Page extract:
Our findings also call into question the prevailing hypothesis regarding a trade-off between accuracy and interpretability, instead suggesting that increased model complexity does not
necessarily equate to superior performance. The differences were only a few percentage points, however, and it is possible that the ANN could be optimised with additional training and
tuning. Notably, applying a straightforward hidden layer structure resulted in a notable increase in accuracy over more intricate structural configurations. The CART model, despite its
simplicity, outperformed some of the BNCs and the ANN. The rudimentary architecture of the NB model yielded suboptimal results, whereas the nuanced interconnections within the TAN methods
enhanced their accuracy. The SNBCs leveraged their ability to select features but were, unfortunately, not superior to the TANs in our study. Consistent with this notion, the BNCs in our
study demonstrated substantial decomposability, algorithmic transparency, and simulatability. The upsampling procedures we employed to increase the sensitivity/recall for the cardiogenic
shock class highlighted the trade-off between this metric and precision in multiclass approaches. While most of our models improved in predicting cardiogenic shock following upsampling, the
precision for this class significantly decreased. In contrast, the sensitivity/recall decreased for the other two classes, whereas the precision increased slightly. It is important that our
models be able to differentiate between the three classes with high accuracy; in this context, therefore, sensitivity/recall and precision represent essential metrics. The TAN AIC model
demonstrated a good balance between sensitivity/recall and precision without upsampling, whereas after upsampling, it demonstrated only a 2.1% greater sensitivity/recall and an 11.8% lower
precision for the cardiogenic shock category. This is further evidenced by the decrease in the F1-score, by 0.052 points. Moreover, without upsampling, commendable sensitivity/recall and
precision values were already demonstrated for the other two classes with this model. Consequently, the TAN (AIC) model was identified as the preferred option. A shared limitation across the
models was the difficulty in classifying cardiogenic shock. The cardiogenic shock is associated with a wide range of potential causes (e.g. myocardial infarction, post-myocardial syndrome,
valvular heart disease etc.)31, which significantly increases the heterogeneity within this cohort. Potential data or variable-related deficiencies might be another reason for this issue.

Aim of the exercise:
Answer these questions about the model comparison extract:
1. Which model outperformed some of the BNCs and the ANN despite its simplicity?
2. Which model was identified as the preferred option?
3. What potential causes of cardiogenic shock are listed as examples?

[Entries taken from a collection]

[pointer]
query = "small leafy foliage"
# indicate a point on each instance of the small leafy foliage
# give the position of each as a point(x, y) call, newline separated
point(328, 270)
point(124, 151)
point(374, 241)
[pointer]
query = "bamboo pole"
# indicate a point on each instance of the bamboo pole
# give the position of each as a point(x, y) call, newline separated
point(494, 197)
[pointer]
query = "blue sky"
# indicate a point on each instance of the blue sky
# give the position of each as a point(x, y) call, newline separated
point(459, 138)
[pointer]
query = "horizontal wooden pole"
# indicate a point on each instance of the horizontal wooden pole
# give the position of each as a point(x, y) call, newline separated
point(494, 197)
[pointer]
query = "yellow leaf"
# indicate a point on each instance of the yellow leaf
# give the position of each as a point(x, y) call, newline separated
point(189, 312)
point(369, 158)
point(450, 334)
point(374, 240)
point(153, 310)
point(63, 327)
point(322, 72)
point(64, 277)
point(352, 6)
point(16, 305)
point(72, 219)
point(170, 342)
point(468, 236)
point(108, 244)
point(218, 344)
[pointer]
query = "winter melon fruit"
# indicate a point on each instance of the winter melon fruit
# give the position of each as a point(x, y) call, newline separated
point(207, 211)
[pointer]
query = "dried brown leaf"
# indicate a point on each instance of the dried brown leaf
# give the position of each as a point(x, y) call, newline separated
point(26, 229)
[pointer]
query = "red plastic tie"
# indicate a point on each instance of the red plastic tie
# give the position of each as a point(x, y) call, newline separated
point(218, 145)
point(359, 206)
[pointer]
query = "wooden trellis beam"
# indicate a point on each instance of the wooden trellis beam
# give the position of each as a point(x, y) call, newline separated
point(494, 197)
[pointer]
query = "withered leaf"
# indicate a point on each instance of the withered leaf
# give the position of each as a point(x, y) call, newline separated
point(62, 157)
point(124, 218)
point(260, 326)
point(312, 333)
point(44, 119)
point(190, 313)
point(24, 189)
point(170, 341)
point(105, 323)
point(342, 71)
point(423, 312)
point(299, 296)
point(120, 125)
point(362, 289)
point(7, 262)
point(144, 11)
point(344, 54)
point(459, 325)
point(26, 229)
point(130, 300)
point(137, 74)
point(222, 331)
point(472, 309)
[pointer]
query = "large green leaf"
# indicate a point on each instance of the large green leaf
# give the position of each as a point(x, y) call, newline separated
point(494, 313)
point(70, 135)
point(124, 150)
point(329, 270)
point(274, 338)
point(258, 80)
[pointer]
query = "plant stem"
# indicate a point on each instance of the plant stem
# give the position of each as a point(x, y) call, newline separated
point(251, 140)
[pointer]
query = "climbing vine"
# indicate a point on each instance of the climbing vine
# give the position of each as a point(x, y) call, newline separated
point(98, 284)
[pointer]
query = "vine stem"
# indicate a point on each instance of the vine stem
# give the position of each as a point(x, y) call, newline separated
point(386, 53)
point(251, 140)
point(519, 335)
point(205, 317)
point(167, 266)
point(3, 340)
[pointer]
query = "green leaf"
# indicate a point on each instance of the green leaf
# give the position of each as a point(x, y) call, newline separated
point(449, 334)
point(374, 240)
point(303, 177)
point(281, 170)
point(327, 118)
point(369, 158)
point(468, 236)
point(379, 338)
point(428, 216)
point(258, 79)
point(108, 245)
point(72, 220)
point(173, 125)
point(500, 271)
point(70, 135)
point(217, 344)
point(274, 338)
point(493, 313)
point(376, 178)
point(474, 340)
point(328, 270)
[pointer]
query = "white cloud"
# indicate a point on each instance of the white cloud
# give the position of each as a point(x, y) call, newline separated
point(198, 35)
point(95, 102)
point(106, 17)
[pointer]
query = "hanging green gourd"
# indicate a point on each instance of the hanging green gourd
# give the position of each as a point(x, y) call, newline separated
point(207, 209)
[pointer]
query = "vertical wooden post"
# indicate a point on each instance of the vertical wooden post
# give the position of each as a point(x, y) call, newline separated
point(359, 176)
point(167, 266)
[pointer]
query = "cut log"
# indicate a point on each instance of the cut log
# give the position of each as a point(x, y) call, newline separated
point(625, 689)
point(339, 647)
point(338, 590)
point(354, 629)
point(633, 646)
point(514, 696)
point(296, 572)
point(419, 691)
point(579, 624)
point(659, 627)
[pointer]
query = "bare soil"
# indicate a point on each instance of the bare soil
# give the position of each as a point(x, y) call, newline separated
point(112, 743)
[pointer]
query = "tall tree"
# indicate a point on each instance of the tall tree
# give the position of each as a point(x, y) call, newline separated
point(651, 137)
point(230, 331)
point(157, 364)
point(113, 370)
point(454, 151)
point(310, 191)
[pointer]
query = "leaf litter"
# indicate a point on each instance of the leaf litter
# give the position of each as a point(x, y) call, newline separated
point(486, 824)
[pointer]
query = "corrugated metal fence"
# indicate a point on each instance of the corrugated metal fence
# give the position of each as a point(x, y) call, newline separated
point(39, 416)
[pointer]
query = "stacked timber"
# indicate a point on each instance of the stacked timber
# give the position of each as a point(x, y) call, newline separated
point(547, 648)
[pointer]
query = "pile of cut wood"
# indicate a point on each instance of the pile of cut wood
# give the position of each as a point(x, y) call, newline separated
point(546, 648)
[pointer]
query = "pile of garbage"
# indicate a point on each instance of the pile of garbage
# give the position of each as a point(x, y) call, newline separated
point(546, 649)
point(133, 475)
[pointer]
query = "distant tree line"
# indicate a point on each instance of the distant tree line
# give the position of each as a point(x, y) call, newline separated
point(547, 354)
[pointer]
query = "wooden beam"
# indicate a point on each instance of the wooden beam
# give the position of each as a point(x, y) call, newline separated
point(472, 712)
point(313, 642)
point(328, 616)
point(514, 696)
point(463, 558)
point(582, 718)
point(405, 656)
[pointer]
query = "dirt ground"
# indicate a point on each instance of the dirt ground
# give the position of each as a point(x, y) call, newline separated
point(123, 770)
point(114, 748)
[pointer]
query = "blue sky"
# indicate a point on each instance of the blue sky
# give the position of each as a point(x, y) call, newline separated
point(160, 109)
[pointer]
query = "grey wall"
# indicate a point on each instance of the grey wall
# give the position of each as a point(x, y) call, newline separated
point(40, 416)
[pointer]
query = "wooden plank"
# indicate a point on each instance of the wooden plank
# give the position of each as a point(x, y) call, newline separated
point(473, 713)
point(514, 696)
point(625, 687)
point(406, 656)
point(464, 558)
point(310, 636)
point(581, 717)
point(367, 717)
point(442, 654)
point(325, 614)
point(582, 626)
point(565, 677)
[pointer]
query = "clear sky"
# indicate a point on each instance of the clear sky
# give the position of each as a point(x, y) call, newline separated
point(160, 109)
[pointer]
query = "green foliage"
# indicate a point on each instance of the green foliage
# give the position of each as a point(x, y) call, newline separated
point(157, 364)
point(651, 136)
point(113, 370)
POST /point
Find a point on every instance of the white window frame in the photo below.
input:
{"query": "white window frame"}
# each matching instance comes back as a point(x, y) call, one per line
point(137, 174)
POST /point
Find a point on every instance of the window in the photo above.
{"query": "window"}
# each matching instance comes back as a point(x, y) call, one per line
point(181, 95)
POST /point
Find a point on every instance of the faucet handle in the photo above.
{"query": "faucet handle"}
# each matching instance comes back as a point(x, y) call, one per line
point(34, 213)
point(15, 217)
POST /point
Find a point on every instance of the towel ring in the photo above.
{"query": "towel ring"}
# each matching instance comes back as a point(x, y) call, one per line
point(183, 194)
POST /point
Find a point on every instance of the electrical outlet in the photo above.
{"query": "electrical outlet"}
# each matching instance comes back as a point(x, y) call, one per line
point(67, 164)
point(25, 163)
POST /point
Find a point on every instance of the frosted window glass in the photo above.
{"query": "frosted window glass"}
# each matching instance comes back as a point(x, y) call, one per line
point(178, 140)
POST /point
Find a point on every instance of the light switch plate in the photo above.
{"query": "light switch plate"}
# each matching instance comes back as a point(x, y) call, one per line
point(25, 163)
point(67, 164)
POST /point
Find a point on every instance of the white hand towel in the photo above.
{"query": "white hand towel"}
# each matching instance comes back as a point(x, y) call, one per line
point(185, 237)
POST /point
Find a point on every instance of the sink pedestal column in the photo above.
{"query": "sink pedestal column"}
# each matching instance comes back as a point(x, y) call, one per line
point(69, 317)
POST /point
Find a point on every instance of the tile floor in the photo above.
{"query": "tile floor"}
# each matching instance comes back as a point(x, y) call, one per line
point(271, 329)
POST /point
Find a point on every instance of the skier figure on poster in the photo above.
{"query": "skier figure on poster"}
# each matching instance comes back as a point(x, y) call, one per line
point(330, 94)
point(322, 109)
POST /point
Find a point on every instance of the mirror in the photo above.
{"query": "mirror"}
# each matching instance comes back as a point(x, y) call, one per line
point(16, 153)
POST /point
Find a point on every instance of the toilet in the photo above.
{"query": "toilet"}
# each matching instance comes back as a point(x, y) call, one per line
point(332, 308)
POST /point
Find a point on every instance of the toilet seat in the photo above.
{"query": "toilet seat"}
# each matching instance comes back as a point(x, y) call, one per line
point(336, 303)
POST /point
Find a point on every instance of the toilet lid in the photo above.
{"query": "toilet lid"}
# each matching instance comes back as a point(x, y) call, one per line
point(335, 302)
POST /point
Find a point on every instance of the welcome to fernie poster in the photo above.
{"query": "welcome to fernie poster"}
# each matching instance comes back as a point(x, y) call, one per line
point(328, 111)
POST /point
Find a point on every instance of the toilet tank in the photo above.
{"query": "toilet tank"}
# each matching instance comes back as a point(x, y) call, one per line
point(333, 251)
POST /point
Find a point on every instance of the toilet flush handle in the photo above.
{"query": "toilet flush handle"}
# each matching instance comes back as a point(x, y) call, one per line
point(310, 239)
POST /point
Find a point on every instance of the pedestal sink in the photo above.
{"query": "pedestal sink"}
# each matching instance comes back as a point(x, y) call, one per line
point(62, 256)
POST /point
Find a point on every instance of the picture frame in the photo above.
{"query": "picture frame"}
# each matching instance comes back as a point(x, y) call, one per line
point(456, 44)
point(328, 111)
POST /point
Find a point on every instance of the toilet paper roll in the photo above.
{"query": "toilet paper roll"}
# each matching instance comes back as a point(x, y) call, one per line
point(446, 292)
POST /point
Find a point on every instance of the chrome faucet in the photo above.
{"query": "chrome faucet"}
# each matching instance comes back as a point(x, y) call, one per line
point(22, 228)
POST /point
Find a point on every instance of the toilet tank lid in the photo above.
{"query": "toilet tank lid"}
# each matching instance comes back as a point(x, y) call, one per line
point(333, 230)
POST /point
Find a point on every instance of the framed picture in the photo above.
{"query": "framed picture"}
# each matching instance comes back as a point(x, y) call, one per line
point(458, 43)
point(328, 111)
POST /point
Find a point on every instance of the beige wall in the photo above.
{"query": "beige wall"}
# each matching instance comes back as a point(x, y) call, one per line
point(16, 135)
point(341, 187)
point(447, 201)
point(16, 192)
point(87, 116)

Solution to this task:
1. The CART model.
2. The TAN (AIC) model.
3. Myocardial infarction, post-myocardial syndrome, and valvular heart disease.